§ **What the task asks**
Reproduce every record below verbatim, leaving out the pictures.
--- Begin ---
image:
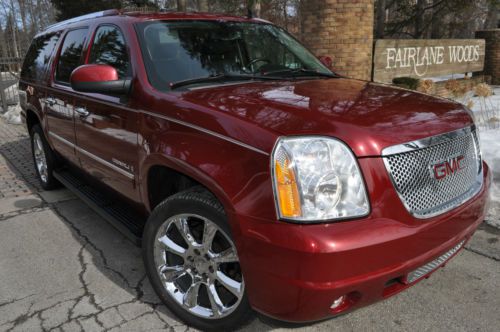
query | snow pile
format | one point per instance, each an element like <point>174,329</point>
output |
<point>13,115</point>
<point>488,121</point>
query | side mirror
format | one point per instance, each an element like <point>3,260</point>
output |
<point>99,79</point>
<point>326,60</point>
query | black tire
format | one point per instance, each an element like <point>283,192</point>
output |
<point>197,201</point>
<point>48,181</point>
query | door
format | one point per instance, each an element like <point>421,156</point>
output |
<point>59,101</point>
<point>106,130</point>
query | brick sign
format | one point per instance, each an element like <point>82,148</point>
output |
<point>422,58</point>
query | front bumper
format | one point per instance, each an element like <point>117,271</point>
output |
<point>295,272</point>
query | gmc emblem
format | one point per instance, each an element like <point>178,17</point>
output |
<point>448,167</point>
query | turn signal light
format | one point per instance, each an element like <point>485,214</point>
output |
<point>288,193</point>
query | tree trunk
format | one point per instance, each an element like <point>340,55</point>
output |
<point>380,19</point>
<point>23,38</point>
<point>256,8</point>
<point>203,6</point>
<point>436,21</point>
<point>285,14</point>
<point>181,5</point>
<point>492,21</point>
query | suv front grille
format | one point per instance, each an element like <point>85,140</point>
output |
<point>436,174</point>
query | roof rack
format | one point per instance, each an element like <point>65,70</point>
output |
<point>109,12</point>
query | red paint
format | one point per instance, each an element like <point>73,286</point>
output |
<point>94,73</point>
<point>292,272</point>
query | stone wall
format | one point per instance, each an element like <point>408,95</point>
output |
<point>492,56</point>
<point>342,30</point>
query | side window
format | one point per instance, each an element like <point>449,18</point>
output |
<point>71,54</point>
<point>109,48</point>
<point>38,57</point>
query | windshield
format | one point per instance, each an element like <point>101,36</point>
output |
<point>188,50</point>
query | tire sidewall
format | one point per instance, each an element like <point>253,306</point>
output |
<point>51,182</point>
<point>162,212</point>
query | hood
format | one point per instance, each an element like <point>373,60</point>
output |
<point>367,116</point>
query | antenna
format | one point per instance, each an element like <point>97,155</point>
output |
<point>109,12</point>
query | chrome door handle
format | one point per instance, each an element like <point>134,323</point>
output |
<point>51,101</point>
<point>82,111</point>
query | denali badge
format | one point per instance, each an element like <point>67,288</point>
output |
<point>442,169</point>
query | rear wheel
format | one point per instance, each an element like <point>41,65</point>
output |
<point>44,158</point>
<point>192,261</point>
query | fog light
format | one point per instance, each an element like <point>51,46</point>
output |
<point>338,302</point>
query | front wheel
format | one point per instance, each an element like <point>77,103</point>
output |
<point>192,261</point>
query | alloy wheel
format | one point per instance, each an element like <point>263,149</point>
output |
<point>198,266</point>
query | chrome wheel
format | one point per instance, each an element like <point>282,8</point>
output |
<point>198,266</point>
<point>40,158</point>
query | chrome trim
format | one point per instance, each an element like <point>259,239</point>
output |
<point>433,265</point>
<point>94,157</point>
<point>106,163</point>
<point>209,132</point>
<point>63,140</point>
<point>427,142</point>
<point>228,139</point>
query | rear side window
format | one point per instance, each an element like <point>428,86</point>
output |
<point>109,48</point>
<point>71,54</point>
<point>38,57</point>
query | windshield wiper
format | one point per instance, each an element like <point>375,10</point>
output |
<point>307,72</point>
<point>219,77</point>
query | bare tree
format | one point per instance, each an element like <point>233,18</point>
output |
<point>255,7</point>
<point>181,5</point>
<point>203,5</point>
<point>492,18</point>
<point>380,19</point>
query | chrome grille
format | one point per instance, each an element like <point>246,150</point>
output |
<point>410,166</point>
<point>431,266</point>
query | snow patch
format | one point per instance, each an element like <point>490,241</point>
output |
<point>487,116</point>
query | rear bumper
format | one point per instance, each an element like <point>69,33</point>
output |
<point>295,272</point>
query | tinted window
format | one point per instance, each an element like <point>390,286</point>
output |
<point>71,54</point>
<point>109,48</point>
<point>178,51</point>
<point>38,57</point>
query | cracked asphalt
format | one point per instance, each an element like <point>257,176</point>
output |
<point>63,268</point>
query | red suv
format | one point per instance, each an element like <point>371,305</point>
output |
<point>254,177</point>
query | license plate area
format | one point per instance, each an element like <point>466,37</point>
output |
<point>431,266</point>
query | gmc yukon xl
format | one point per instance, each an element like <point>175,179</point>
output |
<point>252,175</point>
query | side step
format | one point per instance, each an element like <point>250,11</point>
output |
<point>118,214</point>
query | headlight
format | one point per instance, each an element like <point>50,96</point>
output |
<point>317,178</point>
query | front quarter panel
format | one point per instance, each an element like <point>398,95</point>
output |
<point>237,175</point>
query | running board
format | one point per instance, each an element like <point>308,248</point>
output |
<point>118,214</point>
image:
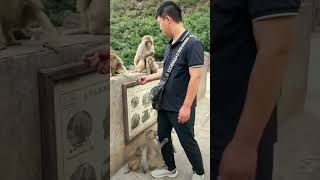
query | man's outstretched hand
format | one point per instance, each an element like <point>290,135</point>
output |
<point>98,57</point>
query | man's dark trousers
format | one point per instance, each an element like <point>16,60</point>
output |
<point>168,120</point>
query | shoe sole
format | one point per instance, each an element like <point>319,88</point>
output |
<point>167,175</point>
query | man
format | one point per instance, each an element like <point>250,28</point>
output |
<point>179,100</point>
<point>251,42</point>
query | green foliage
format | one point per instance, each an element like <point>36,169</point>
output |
<point>129,25</point>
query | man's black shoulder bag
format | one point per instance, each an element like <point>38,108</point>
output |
<point>157,91</point>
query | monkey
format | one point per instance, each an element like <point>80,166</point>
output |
--- End ---
§ **The result**
image:
query | snow pile
format | one point per instance, each an element like <point>174,329</point>
output |
<point>13,115</point>
<point>488,121</point>
query | side mirror
format | one point per instance, each an element like <point>3,260</point>
output |
<point>99,79</point>
<point>326,60</point>
query | black tire
format | one point per instance, each an element like <point>283,192</point>
output |
<point>197,201</point>
<point>48,181</point>
query | door
format | one point per instance, each an element like <point>421,156</point>
output |
<point>59,101</point>
<point>106,130</point>
query | brick sign
format | one point per instance, each an element like <point>82,148</point>
output |
<point>422,58</point>
query | front bumper
format | one point per instance, each an element like <point>117,271</point>
output |
<point>295,272</point>
query | gmc emblem
format | one point per instance, each an element like <point>178,17</point>
output |
<point>448,167</point>
query | turn signal light
format | one point per instance, each an element like <point>485,214</point>
output |
<point>288,193</point>
query | tree trunk
format | one point per instance, each an element like <point>340,55</point>
output |
<point>380,19</point>
<point>23,38</point>
<point>256,8</point>
<point>203,6</point>
<point>436,21</point>
<point>285,14</point>
<point>181,5</point>
<point>492,21</point>
query | suv front grille
format | one point per instance, each an element like <point>85,140</point>
output |
<point>436,174</point>
query | roof rack
format | one point per instance, each an element like <point>65,70</point>
output |
<point>109,12</point>
query | red paint
format | one point per instance, each an element like <point>73,286</point>
output |
<point>94,73</point>
<point>292,272</point>
query | stone wall
format | one point per instance, each an element like <point>408,95</point>
output |
<point>492,56</point>
<point>342,30</point>
query | side window
format | one point per instance, each an element like <point>449,18</point>
output |
<point>71,54</point>
<point>109,48</point>
<point>38,57</point>
query | windshield
format | one point per instance, each an element like <point>101,36</point>
output |
<point>188,50</point>
query | tire sidewall
format | one point per instance, each an element like <point>253,306</point>
output |
<point>51,182</point>
<point>162,212</point>
query | hood
format | one point per instance, each an element like <point>373,60</point>
output |
<point>367,116</point>
query | antenna
format | one point per instance, each an element like <point>97,155</point>
output |
<point>109,12</point>
query | chrome door handle
format | one point per instance, each an element like <point>134,323</point>
output |
<point>51,101</point>
<point>82,111</point>
query | denali badge
format | one point per instance, each an element like <point>67,288</point>
output |
<point>442,169</point>
query | rear wheel
format | one point per instance, each an element like <point>41,65</point>
output |
<point>44,158</point>
<point>192,261</point>
query | fog light
format | one point per instance, each an element like <point>51,46</point>
output |
<point>338,302</point>
query | front wheel
format | one point per instance, each an element like <point>77,103</point>
output |
<point>192,261</point>
query | alloy wheel
format | one point per instance, each an element like <point>263,149</point>
output |
<point>198,266</point>
query | chrome wheel
format | one point per instance, each an element like <point>282,8</point>
output |
<point>198,266</point>
<point>40,158</point>
query | chrome trim
format | one point per instance, each an element like <point>259,239</point>
output |
<point>433,265</point>
<point>94,157</point>
<point>106,163</point>
<point>209,132</point>
<point>63,140</point>
<point>427,142</point>
<point>228,139</point>
query | rear side window
format | one point per instance, each an element like <point>428,86</point>
output |
<point>109,48</point>
<point>71,54</point>
<point>38,57</point>
query | windshield wiper
format | one point per instance, each an element like <point>375,10</point>
output |
<point>307,72</point>
<point>219,77</point>
query | bare tree
format | one point per instance, each an element like <point>233,18</point>
output |
<point>255,7</point>
<point>181,5</point>
<point>203,5</point>
<point>492,18</point>
<point>380,19</point>
query | chrome grille
format | one point per instance, each an element like <point>246,150</point>
output |
<point>410,166</point>
<point>431,266</point>
query | snow patch
format | one point per instance, each an element like <point>490,241</point>
output |
<point>487,116</point>
query | rear bumper
format | one point per instance, each an element like <point>69,33</point>
output |
<point>295,272</point>
query | tinted window
format | one point per instance, each an element like <point>390,286</point>
output |
<point>71,54</point>
<point>109,48</point>
<point>178,51</point>
<point>38,57</point>
query | cracked asphalt
format | one point per instance, each an element like <point>257,176</point>
output |
<point>63,268</point>
query | red suv
format | one point per instance, each an element like <point>371,305</point>
output |
<point>254,177</point>
query | license plate area
format | one point per instance, each an element like <point>466,37</point>
output |
<point>431,266</point>
query | gmc yukon xl
format | one point per instance, each an element like <point>175,179</point>
output |
<point>252,175</point>
query | side step
format | one point per instance, each an element like <point>250,11</point>
output |
<point>118,214</point>
query | headlight
format | one point per instance, each an element like <point>50,96</point>
output |
<point>317,178</point>
query | front quarter panel
format | one point per instance, each an element like <point>398,95</point>
output |
<point>237,175</point>
query | running board
format | one point per instance, each an element like <point>308,248</point>
output |
<point>118,214</point>
image:
query | man's outstretched hand
format | one point per instance, each an element like <point>290,135</point>
output |
<point>98,57</point>
query | man's dark trousers
format | one point per instance, each an element like <point>16,60</point>
output |
<point>168,120</point>
query | shoe sole
format | one point per instance, each an element like <point>319,88</point>
output |
<point>167,175</point>
query | man
format | one point per instance, each an element like <point>250,28</point>
output |
<point>179,100</point>
<point>251,42</point>
query | green foliage
format | one point per instance, each an element like <point>36,169</point>
output |
<point>129,25</point>
query | man's black shoulder bag
format | one point per instance, each an element like <point>38,108</point>
output |
<point>157,91</point>
query | monkey
format | one point per instance, each an element like <point>80,166</point>
output |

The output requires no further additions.